En ville ou sur les friches industrielles, la renaturation spontanée est de plus en plus appréhendée comme créatrice de nouveaux écosystèmes, interprétés comme des îlots de biodiversité en tissu urbain (Muratet et al., 2007). Dans certains cas, des milieux exploités intensément, comme les carrières ou les gravières, et rendus à la friche se transforment en réserves naturelles comme la réserve naturelle de Saint-Quentin-En-Yvelines, devenue une «zone humide», à forts enjeux de conservation ornithologique (Pech, 2013).
Dans le cadre d’une approche intégrée de la gestion de l’eau, les politiques publiques, notamment dans le sillage de la Directive Cadre sur l’Eau, en Union européenne, visent à établir une qualité de l’eau, mesurée à l’aide de paramètres physico-chimiques et biochimiques. Cette gestion intégrée concerne aussi la qualité paysagère, avec la restauration et la préservation des écosystèmes des zones humides ainsi que la renaturation des systèmes hydrodynamiques y compris dans leur aspect géomorphologique, intégrant le reprofilage de trains de méandres ou la destruction d’ouvrages, biefs, digues, censés ralentir le débit et accroitre le réchauffement des habitats défavorable aux écosystèmes aquatiques. Ce processus de renaturation s’inscrit aussi dans une gestion du ralentissement dynamique des crues.
********
CONSIGNES
A – Recopiez l’extrait sur la renaturation depuis « Dans le cadre » jusqu’à « dynamique des crues. » inclus.
B – Pour chaque affirmation, indiquez si elle concorde avec l’extrait sur la renaturation en répondant oui ou non, puis citez les mots décisifs de l’extrait.
(i) La réserve naturelle de Saint-Quentin-En-Yvelines est devenue une zone humide.
(ii) La gestion intégrée de l’eau ne concerne pas la qualité paysagère.
(iii) Le processus de renaturation s’inscrit aussi dans une gestion du ralentissement dynamique des crues.
C – Répondez brièvement à ces questions sur l’extrait sur la renaturation.
(i) Quels milieux exploités intensément sont cités ?
(ii) Dans le sillage de quelle directive s’inscrivent notamment les politiques publiques de l’eau ?
(iii) Quels ouvrages peuvent être détruits lors de la renaturation des systèmes hydrodynamiques ?

ITEMS FOURNIS
********
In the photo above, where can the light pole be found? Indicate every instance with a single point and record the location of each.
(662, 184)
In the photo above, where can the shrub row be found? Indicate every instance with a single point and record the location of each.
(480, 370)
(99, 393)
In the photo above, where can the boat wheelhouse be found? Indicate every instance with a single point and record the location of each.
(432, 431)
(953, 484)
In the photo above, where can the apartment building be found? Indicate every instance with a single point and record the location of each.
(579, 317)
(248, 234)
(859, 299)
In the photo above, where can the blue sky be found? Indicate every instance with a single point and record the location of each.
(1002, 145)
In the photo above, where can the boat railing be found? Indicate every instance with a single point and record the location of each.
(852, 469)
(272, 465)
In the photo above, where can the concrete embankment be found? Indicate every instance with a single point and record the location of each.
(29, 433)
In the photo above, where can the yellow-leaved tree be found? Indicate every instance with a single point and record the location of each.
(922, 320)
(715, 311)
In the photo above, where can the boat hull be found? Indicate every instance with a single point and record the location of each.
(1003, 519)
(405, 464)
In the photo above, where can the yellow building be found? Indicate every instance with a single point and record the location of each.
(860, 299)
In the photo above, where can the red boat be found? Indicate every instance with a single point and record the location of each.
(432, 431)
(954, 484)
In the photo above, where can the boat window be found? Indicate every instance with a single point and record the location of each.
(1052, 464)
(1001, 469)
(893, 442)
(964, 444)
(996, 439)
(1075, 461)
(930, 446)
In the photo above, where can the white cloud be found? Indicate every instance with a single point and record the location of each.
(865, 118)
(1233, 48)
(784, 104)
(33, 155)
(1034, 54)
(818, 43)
********
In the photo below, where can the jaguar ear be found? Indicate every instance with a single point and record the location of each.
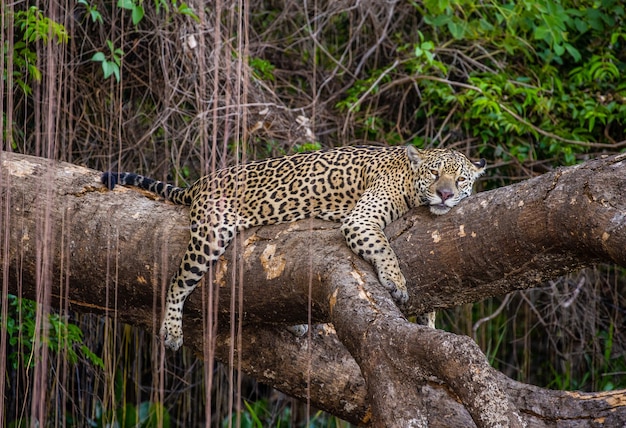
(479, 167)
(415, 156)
********
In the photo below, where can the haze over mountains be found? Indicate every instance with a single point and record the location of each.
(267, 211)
********
RÉPONSES
A –
Dans le cadre d’une approche intégrée de la gestion de l’eau, les politiques publiques, notamment dans le sillage de la Directive Cadre sur l’Eau, en Union européenne, visent à établir une qualité de l’eau, mesurée à l’aide de paramètres physico-chimiques et biochimiques. Cette gestion intégrée concerne aussi la qualité paysagère, avec la restauration et la préservation des écosystèmes des zones humides ainsi que la renaturation des systèmes hydrodynamiques y compris dans leur aspect géomorphologique, intégrant le reprofilage de trains de méandres ou la destruction d’ouvrages, biefs, digues, censés ralentir le débit et accroitre le réchauffement des habitats défavorable aux écosystèmes aquatiques. Ce processus de renaturation s’inscrit aussi dans une gestion du ralentissement dynamique des crues.

B –
(i) Oui : « devenue une «zone humide», à forts enjeux de conservation ornithologique »
(ii) Non : « Cette gestion intégrée concerne aussi la qualité paysagère »
(iii) Oui : « Ce processus de renaturation s’inscrit aussi dans une gestion du ralentissement dynamique des crues »

C –
(i) Les carrières ou les gravières.
(ii) La Directive Cadre sur l’Eau.
(iii) Des biefs et des digues.